Entries taken from a collection:
* * *

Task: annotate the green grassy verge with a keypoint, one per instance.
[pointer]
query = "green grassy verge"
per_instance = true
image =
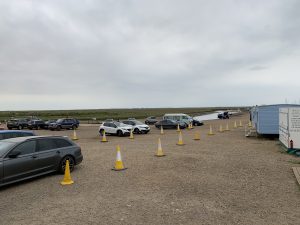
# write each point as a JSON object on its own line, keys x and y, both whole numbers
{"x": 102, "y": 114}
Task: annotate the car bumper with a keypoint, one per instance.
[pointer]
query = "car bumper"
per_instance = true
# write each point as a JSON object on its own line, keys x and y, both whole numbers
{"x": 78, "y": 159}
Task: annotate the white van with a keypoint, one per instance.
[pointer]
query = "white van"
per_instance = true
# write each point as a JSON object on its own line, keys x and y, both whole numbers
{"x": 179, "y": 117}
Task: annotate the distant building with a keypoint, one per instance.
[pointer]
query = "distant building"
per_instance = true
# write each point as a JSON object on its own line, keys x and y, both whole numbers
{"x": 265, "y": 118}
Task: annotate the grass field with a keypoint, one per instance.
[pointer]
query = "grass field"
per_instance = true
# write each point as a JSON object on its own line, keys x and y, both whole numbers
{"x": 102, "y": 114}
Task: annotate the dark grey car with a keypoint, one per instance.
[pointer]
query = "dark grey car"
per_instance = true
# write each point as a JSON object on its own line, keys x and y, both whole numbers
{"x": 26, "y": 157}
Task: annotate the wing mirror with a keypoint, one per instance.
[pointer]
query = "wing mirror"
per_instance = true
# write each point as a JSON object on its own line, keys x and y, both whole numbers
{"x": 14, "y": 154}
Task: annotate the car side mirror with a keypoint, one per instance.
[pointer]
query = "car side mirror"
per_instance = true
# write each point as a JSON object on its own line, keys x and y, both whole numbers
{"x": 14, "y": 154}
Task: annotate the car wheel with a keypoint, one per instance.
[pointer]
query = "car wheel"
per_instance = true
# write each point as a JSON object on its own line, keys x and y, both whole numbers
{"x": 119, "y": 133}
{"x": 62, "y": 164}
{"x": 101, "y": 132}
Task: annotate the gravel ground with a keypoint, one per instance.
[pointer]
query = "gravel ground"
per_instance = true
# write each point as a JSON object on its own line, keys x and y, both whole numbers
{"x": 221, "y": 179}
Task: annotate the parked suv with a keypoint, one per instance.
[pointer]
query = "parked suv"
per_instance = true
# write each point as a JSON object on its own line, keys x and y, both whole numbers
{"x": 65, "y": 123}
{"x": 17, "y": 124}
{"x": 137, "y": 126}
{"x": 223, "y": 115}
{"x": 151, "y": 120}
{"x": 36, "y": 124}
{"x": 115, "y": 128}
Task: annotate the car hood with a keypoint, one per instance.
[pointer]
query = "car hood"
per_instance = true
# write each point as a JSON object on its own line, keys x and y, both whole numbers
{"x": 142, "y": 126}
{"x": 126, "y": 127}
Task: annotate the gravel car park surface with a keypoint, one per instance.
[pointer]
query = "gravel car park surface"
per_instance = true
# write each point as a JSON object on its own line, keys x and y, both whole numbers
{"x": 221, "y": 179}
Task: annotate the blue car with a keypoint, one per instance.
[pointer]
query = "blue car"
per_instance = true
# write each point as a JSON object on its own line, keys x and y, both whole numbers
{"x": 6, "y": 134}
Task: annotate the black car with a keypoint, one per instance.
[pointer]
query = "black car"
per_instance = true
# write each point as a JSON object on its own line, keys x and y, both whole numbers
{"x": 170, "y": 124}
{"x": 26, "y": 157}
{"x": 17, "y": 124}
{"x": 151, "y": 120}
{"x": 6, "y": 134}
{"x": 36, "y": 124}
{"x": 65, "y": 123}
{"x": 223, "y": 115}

* * *

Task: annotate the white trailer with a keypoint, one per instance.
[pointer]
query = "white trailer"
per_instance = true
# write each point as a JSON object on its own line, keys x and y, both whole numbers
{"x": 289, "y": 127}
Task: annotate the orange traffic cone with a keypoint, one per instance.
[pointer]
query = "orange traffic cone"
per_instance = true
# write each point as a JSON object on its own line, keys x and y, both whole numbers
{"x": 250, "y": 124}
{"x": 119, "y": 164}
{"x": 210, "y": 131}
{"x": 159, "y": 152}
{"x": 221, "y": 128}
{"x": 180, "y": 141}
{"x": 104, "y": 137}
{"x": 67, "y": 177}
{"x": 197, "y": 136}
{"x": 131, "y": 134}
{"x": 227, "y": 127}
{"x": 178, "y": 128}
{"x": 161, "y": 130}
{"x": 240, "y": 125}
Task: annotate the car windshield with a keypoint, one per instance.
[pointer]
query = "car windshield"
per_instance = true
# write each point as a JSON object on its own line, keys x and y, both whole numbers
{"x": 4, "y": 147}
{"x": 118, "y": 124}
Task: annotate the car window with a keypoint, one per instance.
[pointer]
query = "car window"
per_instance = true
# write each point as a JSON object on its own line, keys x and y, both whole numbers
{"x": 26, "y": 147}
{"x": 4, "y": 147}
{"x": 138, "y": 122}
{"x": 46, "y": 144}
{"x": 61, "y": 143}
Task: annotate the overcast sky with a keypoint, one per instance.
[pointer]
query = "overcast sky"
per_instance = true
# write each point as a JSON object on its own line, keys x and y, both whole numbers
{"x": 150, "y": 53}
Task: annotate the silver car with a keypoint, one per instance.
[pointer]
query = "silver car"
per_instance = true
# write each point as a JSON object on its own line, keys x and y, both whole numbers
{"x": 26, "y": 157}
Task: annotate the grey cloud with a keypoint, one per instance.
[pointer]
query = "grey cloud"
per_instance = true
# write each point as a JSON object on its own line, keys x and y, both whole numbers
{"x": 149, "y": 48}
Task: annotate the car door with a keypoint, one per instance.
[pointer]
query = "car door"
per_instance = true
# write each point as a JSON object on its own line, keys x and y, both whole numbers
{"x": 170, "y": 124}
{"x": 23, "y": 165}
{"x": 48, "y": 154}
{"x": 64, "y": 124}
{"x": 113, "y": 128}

* * *

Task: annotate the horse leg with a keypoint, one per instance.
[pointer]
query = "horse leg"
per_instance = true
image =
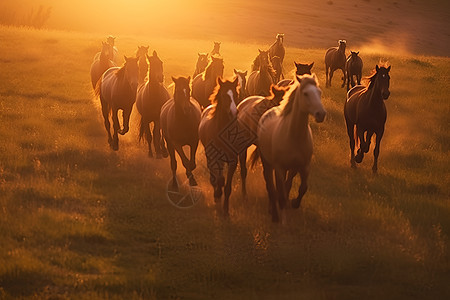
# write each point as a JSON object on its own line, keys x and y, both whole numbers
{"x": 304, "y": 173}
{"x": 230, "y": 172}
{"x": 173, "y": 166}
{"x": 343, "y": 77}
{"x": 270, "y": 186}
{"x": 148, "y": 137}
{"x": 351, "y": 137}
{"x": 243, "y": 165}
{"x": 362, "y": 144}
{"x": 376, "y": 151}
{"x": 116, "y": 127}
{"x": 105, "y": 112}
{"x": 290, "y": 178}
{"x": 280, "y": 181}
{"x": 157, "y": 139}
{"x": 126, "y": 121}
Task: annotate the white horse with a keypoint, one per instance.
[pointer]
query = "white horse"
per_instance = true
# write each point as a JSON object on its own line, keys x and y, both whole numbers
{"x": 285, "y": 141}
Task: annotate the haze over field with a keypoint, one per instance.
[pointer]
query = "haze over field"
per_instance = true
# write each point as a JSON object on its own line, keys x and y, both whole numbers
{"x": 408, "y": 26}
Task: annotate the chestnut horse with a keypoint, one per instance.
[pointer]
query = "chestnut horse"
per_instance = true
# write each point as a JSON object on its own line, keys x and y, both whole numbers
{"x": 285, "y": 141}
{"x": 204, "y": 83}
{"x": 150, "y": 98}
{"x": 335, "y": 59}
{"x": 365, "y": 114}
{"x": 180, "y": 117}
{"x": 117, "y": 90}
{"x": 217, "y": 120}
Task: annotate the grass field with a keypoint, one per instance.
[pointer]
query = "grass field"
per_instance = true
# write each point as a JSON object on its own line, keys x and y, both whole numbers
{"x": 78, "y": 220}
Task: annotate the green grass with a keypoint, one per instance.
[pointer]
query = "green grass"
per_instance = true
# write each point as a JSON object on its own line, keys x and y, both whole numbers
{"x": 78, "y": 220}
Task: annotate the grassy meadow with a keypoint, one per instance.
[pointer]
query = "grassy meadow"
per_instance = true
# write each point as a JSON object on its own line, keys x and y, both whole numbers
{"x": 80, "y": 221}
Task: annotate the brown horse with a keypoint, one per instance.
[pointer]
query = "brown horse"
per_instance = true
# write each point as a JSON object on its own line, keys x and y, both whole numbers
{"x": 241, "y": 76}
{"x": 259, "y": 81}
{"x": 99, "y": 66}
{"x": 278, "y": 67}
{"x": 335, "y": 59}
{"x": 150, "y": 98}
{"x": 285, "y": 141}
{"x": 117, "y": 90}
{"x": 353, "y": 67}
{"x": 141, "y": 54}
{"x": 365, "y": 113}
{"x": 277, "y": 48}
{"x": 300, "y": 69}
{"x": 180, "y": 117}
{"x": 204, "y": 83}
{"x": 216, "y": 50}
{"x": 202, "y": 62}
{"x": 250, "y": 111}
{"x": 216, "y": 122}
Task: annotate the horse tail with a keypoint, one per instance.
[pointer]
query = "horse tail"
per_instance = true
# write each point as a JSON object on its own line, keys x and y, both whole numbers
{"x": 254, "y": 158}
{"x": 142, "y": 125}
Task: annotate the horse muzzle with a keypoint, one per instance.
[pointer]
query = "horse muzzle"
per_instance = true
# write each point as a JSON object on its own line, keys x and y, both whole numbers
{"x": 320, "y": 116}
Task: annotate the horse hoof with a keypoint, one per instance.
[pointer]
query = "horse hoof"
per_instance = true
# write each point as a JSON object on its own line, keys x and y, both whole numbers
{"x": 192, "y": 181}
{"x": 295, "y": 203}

* * *

WHAT YOU ARE ASKED TO DO
The answer must be a single number: the count of lines in the entries above that contain "brown".

YOUR RESPONSE
2